> **SHORT PROBLEM**:
Reproduce each line of the records below, the requests included, omitting the pictures and adding -11 to every coordinate in the answers while leaving all numbers in the requests unchanged.

┌─ DATA SHOWN

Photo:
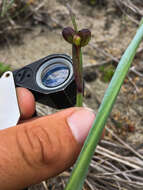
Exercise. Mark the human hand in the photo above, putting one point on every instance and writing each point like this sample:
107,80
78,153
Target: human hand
39,148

└─

> **EXPECTED ANSWER**:
Photo:
Exercise. Mark the human hand in the photo above, putting one point on every instance and writing each point like this sample:
107,80
78,153
Target: human hand
28,137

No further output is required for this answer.